__INSTRUCTIONS FOR THE TASK__.
Extract, word for word, the stretch of the listing below from the line containing "[spot] the tile floor, one" through the end of the listing.

__ENTRIES__.
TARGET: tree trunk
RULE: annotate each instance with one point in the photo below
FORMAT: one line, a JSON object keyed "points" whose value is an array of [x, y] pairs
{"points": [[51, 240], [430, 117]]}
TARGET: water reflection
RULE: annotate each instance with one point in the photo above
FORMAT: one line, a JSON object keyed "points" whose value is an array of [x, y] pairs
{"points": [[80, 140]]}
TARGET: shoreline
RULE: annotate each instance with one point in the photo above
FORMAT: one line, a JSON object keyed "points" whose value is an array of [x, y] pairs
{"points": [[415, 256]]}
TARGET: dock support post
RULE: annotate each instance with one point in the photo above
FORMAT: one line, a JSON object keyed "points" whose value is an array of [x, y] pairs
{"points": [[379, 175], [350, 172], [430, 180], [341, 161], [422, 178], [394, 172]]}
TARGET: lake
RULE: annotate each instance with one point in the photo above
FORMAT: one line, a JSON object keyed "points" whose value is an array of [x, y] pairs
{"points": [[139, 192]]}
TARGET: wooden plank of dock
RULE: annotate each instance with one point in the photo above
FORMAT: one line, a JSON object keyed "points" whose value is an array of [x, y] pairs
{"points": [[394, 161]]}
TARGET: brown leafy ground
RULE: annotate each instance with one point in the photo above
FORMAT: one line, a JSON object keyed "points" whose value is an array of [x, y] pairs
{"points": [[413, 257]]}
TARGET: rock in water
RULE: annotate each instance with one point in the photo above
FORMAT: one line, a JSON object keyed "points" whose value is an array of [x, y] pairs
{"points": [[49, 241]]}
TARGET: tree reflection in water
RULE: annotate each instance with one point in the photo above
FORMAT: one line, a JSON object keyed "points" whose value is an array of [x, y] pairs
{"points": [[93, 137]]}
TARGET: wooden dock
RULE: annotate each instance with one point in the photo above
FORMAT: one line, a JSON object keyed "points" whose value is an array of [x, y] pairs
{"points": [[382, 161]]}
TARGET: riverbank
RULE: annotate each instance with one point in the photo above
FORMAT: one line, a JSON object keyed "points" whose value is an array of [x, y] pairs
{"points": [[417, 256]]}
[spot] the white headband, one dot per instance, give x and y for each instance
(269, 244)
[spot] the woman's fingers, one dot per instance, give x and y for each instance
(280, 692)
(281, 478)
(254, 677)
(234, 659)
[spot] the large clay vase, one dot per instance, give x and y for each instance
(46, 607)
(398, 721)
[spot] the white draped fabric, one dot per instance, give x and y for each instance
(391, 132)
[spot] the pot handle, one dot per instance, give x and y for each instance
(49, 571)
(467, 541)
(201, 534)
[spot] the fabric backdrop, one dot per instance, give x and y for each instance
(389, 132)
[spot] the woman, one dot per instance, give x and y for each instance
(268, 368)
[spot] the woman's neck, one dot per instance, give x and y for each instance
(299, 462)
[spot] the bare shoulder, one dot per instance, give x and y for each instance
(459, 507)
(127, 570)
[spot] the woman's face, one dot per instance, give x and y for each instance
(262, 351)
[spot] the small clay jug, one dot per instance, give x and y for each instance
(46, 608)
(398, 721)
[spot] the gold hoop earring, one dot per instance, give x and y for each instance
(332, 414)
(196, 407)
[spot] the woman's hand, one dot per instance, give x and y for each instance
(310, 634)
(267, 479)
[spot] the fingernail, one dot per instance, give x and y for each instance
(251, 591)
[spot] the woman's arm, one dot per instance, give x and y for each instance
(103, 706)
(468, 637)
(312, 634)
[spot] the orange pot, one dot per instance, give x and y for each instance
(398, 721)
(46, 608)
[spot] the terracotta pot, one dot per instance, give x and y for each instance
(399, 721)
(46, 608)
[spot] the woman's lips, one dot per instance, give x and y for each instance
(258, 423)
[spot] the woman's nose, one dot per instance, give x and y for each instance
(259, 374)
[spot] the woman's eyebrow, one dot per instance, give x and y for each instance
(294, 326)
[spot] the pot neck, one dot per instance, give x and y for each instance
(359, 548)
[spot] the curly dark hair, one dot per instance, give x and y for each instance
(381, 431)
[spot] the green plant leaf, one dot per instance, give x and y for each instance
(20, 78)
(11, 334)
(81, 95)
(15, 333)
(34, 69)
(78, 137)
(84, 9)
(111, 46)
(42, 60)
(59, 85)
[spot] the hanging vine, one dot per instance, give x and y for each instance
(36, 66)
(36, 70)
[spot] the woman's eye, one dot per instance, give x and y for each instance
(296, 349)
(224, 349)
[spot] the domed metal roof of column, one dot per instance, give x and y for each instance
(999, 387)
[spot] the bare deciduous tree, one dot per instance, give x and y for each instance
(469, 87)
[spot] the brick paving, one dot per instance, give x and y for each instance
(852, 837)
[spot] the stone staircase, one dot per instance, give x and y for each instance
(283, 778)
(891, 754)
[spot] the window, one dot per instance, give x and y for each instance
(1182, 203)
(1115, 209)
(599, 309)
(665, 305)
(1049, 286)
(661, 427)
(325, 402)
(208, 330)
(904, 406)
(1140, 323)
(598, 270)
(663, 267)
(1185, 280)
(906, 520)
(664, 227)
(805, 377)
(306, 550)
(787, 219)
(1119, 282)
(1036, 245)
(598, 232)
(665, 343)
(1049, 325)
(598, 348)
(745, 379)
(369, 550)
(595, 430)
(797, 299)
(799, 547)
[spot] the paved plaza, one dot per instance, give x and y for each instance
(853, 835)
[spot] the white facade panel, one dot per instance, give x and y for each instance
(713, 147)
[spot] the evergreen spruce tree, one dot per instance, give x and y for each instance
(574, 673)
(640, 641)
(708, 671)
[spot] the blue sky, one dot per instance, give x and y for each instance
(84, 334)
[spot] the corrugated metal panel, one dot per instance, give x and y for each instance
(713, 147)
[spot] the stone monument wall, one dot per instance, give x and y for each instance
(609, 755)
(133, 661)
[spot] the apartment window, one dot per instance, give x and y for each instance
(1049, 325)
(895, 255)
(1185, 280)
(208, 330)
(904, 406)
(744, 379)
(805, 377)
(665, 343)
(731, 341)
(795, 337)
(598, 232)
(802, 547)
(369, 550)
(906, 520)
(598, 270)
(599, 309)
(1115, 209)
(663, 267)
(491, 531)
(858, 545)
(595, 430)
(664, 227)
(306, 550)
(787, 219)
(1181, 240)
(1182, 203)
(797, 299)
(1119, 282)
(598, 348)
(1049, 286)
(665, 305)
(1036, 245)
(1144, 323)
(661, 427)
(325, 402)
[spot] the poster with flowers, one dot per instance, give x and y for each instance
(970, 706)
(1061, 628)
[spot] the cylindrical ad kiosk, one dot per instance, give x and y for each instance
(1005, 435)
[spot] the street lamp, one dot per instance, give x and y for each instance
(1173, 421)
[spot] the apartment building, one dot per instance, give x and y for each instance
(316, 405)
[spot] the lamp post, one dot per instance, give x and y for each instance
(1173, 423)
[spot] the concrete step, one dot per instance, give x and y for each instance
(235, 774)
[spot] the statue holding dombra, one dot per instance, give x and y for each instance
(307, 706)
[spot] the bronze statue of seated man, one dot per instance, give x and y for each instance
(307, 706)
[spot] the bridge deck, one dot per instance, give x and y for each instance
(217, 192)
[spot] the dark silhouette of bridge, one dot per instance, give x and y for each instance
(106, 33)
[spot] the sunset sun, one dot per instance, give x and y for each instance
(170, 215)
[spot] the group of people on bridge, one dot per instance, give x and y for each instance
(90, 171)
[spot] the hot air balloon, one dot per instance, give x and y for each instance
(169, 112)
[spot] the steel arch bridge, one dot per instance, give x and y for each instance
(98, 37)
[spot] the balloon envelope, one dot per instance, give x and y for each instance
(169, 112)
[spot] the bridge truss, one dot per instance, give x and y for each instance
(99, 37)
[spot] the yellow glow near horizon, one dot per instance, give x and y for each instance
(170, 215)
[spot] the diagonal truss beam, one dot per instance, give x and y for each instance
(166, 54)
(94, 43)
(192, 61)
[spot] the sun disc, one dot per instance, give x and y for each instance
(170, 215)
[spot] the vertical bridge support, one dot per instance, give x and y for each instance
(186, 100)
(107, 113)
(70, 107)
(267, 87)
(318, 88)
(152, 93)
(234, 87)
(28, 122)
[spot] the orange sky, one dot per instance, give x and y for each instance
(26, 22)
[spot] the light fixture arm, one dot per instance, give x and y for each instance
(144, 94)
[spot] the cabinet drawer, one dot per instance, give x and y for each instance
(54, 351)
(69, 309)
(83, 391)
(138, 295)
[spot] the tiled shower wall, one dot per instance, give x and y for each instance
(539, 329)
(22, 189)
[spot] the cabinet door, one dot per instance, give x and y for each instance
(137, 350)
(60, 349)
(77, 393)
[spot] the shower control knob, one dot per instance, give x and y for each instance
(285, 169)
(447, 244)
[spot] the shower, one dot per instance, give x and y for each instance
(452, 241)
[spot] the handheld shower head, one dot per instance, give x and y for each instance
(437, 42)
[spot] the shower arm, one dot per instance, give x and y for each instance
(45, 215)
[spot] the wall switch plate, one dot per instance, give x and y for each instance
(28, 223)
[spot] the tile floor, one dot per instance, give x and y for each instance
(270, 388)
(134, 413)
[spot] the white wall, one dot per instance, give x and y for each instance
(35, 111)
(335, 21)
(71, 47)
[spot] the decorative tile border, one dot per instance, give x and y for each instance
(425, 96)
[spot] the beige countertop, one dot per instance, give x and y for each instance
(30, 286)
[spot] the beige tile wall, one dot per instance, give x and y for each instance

__RESPONSE TO THIS EXERCISE__.
[spot] the tile floor, one dot per instance, give x and y for each instance
(270, 388)
(134, 413)
[spot] the white wall, one dot per instance, give x and y for each instance
(35, 111)
(335, 21)
(71, 47)
[spot] the decorative tile border, one dot per instance, give x and y for each instance
(425, 96)
[spot] the beige countertop, one dot per instance, give x and y for each instance
(30, 286)
[spot] the beige tile wall, one dot per instance, give x and y for each instance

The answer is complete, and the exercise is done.